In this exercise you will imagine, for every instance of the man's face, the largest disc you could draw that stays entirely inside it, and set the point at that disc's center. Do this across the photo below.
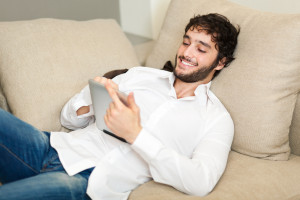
(196, 57)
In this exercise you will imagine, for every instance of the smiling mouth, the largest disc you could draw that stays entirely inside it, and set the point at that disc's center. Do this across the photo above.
(187, 63)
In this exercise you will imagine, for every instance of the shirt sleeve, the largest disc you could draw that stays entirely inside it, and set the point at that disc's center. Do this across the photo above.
(69, 118)
(197, 175)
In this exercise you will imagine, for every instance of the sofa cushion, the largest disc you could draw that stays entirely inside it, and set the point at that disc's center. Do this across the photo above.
(295, 129)
(245, 178)
(45, 62)
(259, 88)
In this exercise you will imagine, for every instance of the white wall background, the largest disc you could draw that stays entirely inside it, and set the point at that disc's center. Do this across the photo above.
(145, 17)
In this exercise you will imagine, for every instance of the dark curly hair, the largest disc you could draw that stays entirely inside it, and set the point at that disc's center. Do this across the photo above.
(222, 32)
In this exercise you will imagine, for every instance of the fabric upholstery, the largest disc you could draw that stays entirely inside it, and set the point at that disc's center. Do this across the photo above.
(245, 178)
(44, 62)
(260, 87)
(295, 129)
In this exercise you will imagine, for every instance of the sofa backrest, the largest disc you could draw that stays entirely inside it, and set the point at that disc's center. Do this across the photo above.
(260, 87)
(295, 129)
(44, 62)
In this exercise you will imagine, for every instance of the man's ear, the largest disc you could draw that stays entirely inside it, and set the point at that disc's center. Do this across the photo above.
(221, 64)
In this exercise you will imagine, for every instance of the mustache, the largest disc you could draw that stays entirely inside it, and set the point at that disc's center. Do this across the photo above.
(187, 59)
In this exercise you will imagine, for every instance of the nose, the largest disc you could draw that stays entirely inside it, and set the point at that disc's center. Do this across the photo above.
(188, 52)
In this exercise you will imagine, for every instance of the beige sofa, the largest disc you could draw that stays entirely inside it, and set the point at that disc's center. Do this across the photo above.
(46, 61)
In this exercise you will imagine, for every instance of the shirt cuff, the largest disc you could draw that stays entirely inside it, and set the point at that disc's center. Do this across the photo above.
(147, 145)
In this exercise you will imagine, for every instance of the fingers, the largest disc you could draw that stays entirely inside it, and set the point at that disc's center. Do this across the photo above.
(113, 94)
(104, 80)
(131, 102)
(101, 80)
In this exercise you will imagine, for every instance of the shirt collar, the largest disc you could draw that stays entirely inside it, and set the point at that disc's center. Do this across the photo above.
(202, 92)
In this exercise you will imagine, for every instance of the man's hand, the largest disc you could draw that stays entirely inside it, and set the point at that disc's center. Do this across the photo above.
(123, 120)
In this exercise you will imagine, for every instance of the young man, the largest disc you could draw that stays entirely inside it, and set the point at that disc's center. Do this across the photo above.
(178, 132)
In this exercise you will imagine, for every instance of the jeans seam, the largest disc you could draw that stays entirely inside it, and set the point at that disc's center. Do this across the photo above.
(15, 156)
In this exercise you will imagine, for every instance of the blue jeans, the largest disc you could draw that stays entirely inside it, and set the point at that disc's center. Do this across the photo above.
(30, 168)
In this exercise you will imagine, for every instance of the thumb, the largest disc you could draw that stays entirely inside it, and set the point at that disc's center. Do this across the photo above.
(131, 102)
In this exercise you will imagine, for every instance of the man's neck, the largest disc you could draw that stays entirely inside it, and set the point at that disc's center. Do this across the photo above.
(184, 89)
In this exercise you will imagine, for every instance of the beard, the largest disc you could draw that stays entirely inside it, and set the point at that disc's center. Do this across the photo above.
(198, 75)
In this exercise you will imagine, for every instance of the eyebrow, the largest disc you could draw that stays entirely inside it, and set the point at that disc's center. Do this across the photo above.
(199, 41)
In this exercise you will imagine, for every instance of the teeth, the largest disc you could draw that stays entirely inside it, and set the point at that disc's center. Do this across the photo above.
(188, 64)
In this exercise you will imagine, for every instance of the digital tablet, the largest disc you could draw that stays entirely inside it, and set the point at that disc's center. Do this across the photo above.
(101, 101)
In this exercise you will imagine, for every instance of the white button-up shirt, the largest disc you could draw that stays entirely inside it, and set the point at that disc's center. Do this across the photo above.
(184, 142)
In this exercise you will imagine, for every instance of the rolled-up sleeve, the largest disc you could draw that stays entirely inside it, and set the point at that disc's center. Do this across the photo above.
(69, 118)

____________

**Problem to solve**
Rewrite every item above with "stays entirely inside it" swapped for "fits completely within it" and everything else left unchanged, leaving out the pictures.

**Correct answer**
In this exercise you will imagine, for every instance of the man's face, the largest disc you could draw that fits completely within it, and set the point at that disc's center. Do this across the photo below.
(196, 57)
In this exercise you will imagine, for every instance of the smiling mouth, the largest disc you could draw that fits completely within it, and set the point at that disc's center. Do this across the photo above.
(187, 63)
In this exercise you will imagine, for every instance of the shirt sleeve, the largest disc you could draw that fits completely within it, and set the point at that disc's center. Do this across the photo above.
(69, 118)
(197, 175)
In this exercise you will imagine, for every instance of the sofa cushion, the largest disc you could draw that fits completely within it, and set the point at that disc's center. Do this across the photo above.
(295, 129)
(245, 178)
(45, 62)
(259, 88)
In this exercise you will imagine, for every instance of the white wall background, the largest disc you could draw that fits completely within it, and set the point at that disc's center. Do this across the photo above.
(145, 17)
In this exercise you will imagine, for every instance of the dark curly hair, the largest disc you could draw that fits completely within it, and set the point at that disc's center. Do this across the photo above.
(222, 32)
In this exercise you will imagine, for every instance of the fabric upholstery, the largest disc you could draw that fits completely within it, and set the point at that disc's center. Do this across the photo above.
(245, 178)
(44, 62)
(260, 87)
(295, 129)
In this exercise you will imagine, for every instance of the sofa backrest, the largest disc you could draw that fits completely within it, and set the point at that disc's center. Do this across the photo above.
(260, 87)
(295, 129)
(44, 62)
In this exercise you will imagine, for every instance of the man's ear, the largest disc you could draw that fits completely within it, and set the point at that disc's center. Do this across the photo above.
(221, 64)
In this exercise you will imagine, for every instance of the mustache, the largest disc you could draw that fits completely within it, and set the point at that disc's center. Do this across the photo above.
(187, 59)
In this exercise you will imagine, for every instance of the nose, the largest disc you could draw that fits completely within it, and set the point at that disc's center. Do this across the photo above.
(188, 52)
In this exercise you will imagine, for every instance of the beige sofa, the largest disc you could draw that fits completely within it, and set the point at that disc's center. Do this across the photo above.
(46, 61)
In this exercise you will imagine, for every instance of the shirt cuff, the largest disc you could draw that fits completely within it, and set the point at that disc's center. Do this across the photo above.
(147, 145)
In this exercise you will imagine, for every instance of the fingers, the largest disc you could draw that fits completely within it, and set the point at that disc's center. Do this across the photo above.
(113, 94)
(104, 80)
(131, 102)
(101, 80)
In this exercise you will imagine, for every instance of the shirt collar, the largest disc you could draw that fits completely within it, and set the point at that disc's center. Do this across the photo above.
(202, 92)
In this exercise you will imagine, for every instance of the man's hand, the largest disc you could draw that fits completely within it, and set the point at that disc's center. Do this across the photo above.
(123, 120)
In this exercise you will imagine, for every instance of the young man, the largest disc you could draw that fits completely within it, and set the point at that disc's center. Do this across the photo above.
(178, 132)
In this exercise you will imagine, for every instance of the jeans seam, the largest disc you could draw that fits completely within it, and set the point at that disc's center. Do this across the photo above.
(15, 156)
In this exercise you will imagine, for every instance of the blue jeans, the largest disc you could draw that fits completely within it, and set the point at that disc's center. Do this across the photo above.
(30, 168)
In this exercise you will imagine, for every instance of the thumb, the largest disc you could draw that fits completely within it, and set the point at that disc's center. Do this across the photo above.
(131, 102)
In this exercise you will imagine, for every instance of the man's neck, the largest disc you could draw that fits completely within it, and set the point at that disc's center. Do this across the photo above.
(184, 89)
In this exercise you will imagine, for every instance of the beard, the largest disc you could draw that fits completely within it, and set the point at that disc's center. Do this across the photo above.
(198, 75)
In this exercise you will imagine, for every instance of the eyebrow, the largest disc you could draw that fits completely within it, and set the point at that disc's center. Do this across the photo above.
(199, 41)
In this exercise you will imagine, for every instance of the teeth, the largest disc you could draw that fits completely within it, and set the point at that disc's center. Do this across the photo above.
(188, 64)
In this exercise you will imagine, for every instance of the digital tablet, the largest disc you could draw that fits completely within it, and set the point at that disc's center. Do this across the photo above.
(101, 101)
In this exercise you will imagine, for every instance of the white button-up shirt, the largest disc you could draw that fits completely within it, and set the point at that disc's center. Do this across the photo above.
(184, 142)
In this exercise you will imagine, for every instance of the rolled-up sleeve, the largest disc you could draw that fits completely within it, and set the point at that disc's center. Do this across the photo above.
(69, 118)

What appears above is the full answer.